Real-Time Natural Language Guardrails for Terraform Modules: Because Every Company Customizes Them and Platform Teams Absorb the Pain

Real-Time Natural Language Guardrails for Terraform Modules: Because Every Company Customizes Them and Platform Teams Absorb the Pain

How Terracotta AI turns module intent into enforceable guardrails, with a real PR example

If you have ever owned Terraform modules in a real engineering organization, you already know something that most companies will not say publicly. The problem is not Terraform. The problem is not even infrastructure complexity. The problem is that once custom modules leave the platform team and fall into the hands of dozens or hundreds of developers with varying levels of context, experience, and priorities, they can become fragmented.

Developers treat modules as Legos. Platform teams treat them as safety systems.

This gap becomes a source of friction, misuse, repetitive Slack questions, late-night incident reviews, and a maintenance burden that grows every quarter.

This article digs into the hidden challenges behind module ownership, explains why the friction grows over time, and shows how Terracotta AI lets platform teams enforce best practices and intent automatically in pull requests. The NAT Gateway example below walks through a real guardrail and a real PR violation, with screenshots to anchor the experience.


The Hidden Maintenance Burden of Custom Modules (Full Breakdown)

Platforms build modules to achieve standardization, safety, and speed. But as organizations scale and new services emerge, your modules slowly become the foundation everyone relies on, yet few actually understand their purpose, their usage, and so forth. Developers tend to treat modules as configurations rather than systems. With enough drift and enough time, the module becomes a black box that only the platform team can truly understand, maintain, and enforce.

+++++

■ TO-DO LIST
A - In the article on Terraform module guardrails, how do developers treat modules, and how do platform teams treat them?
B - Rewrite the passage of the Terraform modules article starting with "This article digs" and going on through "anchor the experience.", putting "merge requests" wherever "pull requests" appears.
C - Carry the Terraform modules article forward from its final sentence, extending the discussion of the hidden maintenance burden of custom modules.

(Stored data)
+++++

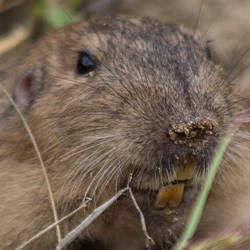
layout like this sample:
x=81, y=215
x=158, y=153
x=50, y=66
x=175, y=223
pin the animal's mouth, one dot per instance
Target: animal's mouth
x=170, y=195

+++++

■ REPLIES
A - Developers treat modules as Legos, while platform teams treat them as safety systems.

B -
This article digs into the hidden challenges behind module ownership, explains why the friction grows over time, and shows how Terracotta AI lets platform teams enforce best practices and intent automatically in merge requests. The NAT Gateway example below walks through a real guardrail and a real PR violation, with screenshots to anchor the experience.

C -
Let's break down the core pressures that create this mess.

1. Developers treat variables as suggestions, not contracts

Platform teams, or any team creating custom modules, carefully choose defaults, guard some settings behind variables, and structure modules to create a predictable infrastructure. Developers see a variable and assume it is safe to override. They often do not understand the cost, redundancy, or compliance assumptions baked into each choice.

A classic example is the NAT Gateway setting.

Production environment expects high availability.

Developers are told to find "cost savings" wherever possible.

One variable can swing both.

2. Modules get forked into "one-off" versions that never return

Even if you have an internal registry, modules eventually get copied. A team forks yours with a minor tweak, then another team copies their version, then ops discovers three different NAT strategies across four environments.

The platform team always becomes the integration point for these divergent versions.

3. A Terraform module does not communicate intent on its own

Terraform modules describe configuration possibilities. They do not explain why something is a default, when a variable should never be touched, or what downstream systems depend on a specific value.

This turns into:

  • misaligned assumptions
  • Incorrect overrides
  • Silent breaking changes
  • Differences between the staging and production modules that no one notices until the outage

Intent lives in platform engineers' heads, not in code.

4. Standards are documented, not enforced

Every platform has a document or catalog entry that describes how modules should be used. No one reads it, and if they do, in come the Slack questions. New hires do not even know it exists. Teams use modules inconsistently, and the platform team manually corrects mistakes during PR review. Documentation without enforcement becomes a historical artifact rather than a control mechanism.

5. Manual PR review becomes the safety net for the entire company

Every variable override, every version bump, every weird module instantiation eventually lands in a PR that you are expected to review. You are the stopgap that protects production from misuse.

This is not sustainable at scale.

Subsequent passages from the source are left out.